• ARBEITSAUFTRAG: Geben Sie anhand des Textauszugs über LSD und die CIA an, an welchem Tag Sidney Gottlieb seinen ersten Arbeitstag bei der CIA hatte.

• VORLIEGENDER TEXTAUSZUG:
Per Zufall war am 16. April 1943 im Sandoz-Labor in Basel bei Experimenten mit „Mutterkorn“ Dr. Albert Hofmann von „verwirrenden Schwindelgefühlen überwältigt“. Er hatte mit „Lysergsäurediethylamiden“ experimentiert und berichtete über eine sehr  „außergewöhnliche Wirkung des LSD auf die menschliche Psyche“. Er hielt das LSD für „das bei Weitem aktivste und spezifischste Halluzinogen“. Innerhalb einer Generation sollte LSD die Welt erschüttern! Im Sommer 1951 war für die Amerikaner eine Zeit der Angst, vor Kommunisten. Am 13. Juli 1951 hatte Sidney Gottlieb seinen ersten Arbeitstag bei der CIA. Er wurde Leiter der neu gebildeten Chemischen Abteilung des „Technical Services Staff“.  Er hatte die Aufgabe, Spionagewerkzeuge zu entwickeln, zu testen und zu beurteilen. Ein großer Teil der „Artischocke-Arbeit“ war nichts als medizinische Folter. Dazu gehörte neben LSD, Marihuana, Kokain, Heroin und Meskalin. Gottlieb wurde Amerikas „Zar der Bewusstseinskontrolle“. Er hatte den Auftrag, eine „Wunderdroge zu finden, mit der man die Feinde der Freiheit besiegen und die  Welt retten konnte“. Die Periode bis 1954 war eine „wilde und wirre Zeit“. Die CIA fiel in jeder Beziehung auf die Fantasie „Gehirnwäsche“ herein.

• DATENAUSZÜGE:
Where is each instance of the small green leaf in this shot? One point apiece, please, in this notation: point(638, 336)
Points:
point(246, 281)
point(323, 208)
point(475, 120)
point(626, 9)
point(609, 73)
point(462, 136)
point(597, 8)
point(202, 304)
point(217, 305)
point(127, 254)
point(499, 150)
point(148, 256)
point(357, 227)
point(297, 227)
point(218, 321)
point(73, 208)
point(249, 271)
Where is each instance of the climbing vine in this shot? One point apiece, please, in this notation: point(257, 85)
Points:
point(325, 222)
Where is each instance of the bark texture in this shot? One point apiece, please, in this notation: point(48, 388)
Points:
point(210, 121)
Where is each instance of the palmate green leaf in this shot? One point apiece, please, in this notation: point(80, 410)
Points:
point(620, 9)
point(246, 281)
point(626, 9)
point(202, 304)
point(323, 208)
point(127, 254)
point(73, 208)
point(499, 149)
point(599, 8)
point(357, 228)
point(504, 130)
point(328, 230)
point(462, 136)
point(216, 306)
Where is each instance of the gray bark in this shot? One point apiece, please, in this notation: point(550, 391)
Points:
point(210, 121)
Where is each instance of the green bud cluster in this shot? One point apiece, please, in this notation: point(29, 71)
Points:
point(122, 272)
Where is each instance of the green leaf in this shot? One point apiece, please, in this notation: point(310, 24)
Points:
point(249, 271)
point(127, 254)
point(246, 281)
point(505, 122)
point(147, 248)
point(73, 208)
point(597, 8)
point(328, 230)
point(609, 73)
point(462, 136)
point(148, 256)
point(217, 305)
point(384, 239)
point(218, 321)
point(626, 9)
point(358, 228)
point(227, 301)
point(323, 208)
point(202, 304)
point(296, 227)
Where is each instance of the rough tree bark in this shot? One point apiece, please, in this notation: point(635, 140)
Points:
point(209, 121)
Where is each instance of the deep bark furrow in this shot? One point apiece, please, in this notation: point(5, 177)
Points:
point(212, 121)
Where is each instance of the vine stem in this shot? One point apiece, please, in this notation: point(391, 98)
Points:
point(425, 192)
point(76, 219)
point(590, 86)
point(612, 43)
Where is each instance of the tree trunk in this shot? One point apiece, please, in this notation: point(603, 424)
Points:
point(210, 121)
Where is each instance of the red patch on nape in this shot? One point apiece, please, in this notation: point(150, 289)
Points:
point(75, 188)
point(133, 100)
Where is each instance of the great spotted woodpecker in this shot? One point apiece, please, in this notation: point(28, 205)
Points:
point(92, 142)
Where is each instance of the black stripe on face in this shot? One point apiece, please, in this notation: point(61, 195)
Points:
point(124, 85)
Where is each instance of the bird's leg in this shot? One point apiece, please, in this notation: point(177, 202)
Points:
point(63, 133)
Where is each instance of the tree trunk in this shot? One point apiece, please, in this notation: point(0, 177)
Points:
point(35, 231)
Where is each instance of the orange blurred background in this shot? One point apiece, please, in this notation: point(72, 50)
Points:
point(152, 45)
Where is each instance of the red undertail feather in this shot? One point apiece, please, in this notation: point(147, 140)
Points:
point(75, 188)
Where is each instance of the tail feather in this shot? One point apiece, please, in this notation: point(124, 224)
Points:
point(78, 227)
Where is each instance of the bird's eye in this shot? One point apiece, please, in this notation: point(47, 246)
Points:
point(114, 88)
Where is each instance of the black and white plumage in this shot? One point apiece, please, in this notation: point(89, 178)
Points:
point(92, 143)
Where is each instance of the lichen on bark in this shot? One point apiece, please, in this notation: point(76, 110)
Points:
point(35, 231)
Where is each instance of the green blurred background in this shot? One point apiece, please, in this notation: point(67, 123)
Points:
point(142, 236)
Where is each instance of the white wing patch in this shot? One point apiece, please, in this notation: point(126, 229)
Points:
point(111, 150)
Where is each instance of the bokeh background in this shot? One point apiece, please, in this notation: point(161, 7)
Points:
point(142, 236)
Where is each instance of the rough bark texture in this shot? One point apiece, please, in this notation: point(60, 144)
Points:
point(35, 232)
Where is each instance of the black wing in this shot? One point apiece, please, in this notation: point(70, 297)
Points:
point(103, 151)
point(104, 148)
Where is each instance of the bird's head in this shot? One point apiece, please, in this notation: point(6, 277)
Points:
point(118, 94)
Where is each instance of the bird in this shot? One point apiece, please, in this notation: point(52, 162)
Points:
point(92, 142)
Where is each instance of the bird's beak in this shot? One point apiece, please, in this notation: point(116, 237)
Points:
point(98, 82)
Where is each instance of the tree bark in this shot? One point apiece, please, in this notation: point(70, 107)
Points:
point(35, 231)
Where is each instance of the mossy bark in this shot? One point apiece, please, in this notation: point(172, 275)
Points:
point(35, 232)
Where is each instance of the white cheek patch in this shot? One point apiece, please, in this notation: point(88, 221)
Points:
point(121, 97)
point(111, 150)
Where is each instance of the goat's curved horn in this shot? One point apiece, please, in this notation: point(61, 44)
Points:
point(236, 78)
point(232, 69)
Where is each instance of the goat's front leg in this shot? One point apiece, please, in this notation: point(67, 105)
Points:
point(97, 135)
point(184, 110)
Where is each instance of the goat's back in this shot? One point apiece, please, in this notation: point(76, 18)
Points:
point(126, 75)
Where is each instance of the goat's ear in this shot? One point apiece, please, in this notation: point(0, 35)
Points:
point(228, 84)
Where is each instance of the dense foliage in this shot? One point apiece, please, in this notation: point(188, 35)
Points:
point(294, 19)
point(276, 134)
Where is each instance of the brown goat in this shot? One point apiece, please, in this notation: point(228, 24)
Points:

• LÖSUNG DER AUFGABE: Am 13. Juli 1951.